_YOUR INSTRUCTIONS_
Take the records below and set them down exactly, so that every line matches the original.

╭─ THE DATA

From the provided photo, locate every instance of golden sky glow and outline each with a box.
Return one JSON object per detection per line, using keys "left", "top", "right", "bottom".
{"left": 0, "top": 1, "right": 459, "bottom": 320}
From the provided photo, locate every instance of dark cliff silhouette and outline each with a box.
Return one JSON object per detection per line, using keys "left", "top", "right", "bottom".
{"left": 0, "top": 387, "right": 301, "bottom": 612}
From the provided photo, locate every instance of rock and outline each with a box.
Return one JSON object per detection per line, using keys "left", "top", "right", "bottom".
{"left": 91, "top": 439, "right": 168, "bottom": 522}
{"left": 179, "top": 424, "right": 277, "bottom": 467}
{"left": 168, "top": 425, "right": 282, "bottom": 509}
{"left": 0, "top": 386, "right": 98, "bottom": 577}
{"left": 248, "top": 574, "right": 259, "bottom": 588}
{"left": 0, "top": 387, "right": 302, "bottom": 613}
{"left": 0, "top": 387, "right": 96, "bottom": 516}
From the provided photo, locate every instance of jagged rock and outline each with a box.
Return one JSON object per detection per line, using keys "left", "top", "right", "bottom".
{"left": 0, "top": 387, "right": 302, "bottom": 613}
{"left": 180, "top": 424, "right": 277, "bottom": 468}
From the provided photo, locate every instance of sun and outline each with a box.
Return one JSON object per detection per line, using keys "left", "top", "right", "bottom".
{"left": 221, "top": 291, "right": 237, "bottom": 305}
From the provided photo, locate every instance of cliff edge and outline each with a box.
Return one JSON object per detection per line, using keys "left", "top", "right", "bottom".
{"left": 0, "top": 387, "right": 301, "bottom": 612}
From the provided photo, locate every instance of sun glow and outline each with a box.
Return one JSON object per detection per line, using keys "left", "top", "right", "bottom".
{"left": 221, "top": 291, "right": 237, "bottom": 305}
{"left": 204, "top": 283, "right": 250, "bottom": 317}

╰─

_ANSWER BOX_
From the provided photo, locate every instance of golden sky glow and outline each with a box.
Return one JSON object per detection per line, using keys "left", "top", "right", "bottom".
{"left": 0, "top": 1, "right": 459, "bottom": 320}
From the provided photo, locate every instance of dark cliff silhouette and outline each with a box.
Return one JSON object per detection per line, using keys "left", "top", "right", "bottom".
{"left": 0, "top": 387, "right": 301, "bottom": 612}
From the provided photo, locate every instance of rock and outline each with a box.
Return one JSON object per detection per line, using keys "left", "top", "right", "bottom".
{"left": 91, "top": 439, "right": 168, "bottom": 522}
{"left": 179, "top": 424, "right": 277, "bottom": 467}
{"left": 168, "top": 425, "right": 282, "bottom": 509}
{"left": 0, "top": 386, "right": 98, "bottom": 577}
{"left": 248, "top": 574, "right": 259, "bottom": 588}
{"left": 0, "top": 387, "right": 302, "bottom": 613}
{"left": 0, "top": 387, "right": 96, "bottom": 516}
From the provided photo, locate every instance of jagged rock and outline each with a box.
Return one JSON object per detection per line, using keys "left", "top", "right", "bottom".
{"left": 0, "top": 387, "right": 302, "bottom": 613}
{"left": 180, "top": 424, "right": 277, "bottom": 468}
From the provided photo, locate every instance of sun and outline each with a box.
Return one JSON object per detection per line, using keys "left", "top", "right", "bottom".
{"left": 221, "top": 291, "right": 237, "bottom": 305}
From the provided photo, locate every instance of cliff edge and outline each with a box.
Return one JSON object per detection per line, using keys "left", "top", "right", "bottom".
{"left": 0, "top": 387, "right": 301, "bottom": 612}
From the provided photo, locate every instance of sun glow and outline each with a box.
Return one JSON object per detection per line, using keys "left", "top", "right", "bottom".
{"left": 221, "top": 291, "right": 237, "bottom": 305}
{"left": 204, "top": 283, "right": 250, "bottom": 317}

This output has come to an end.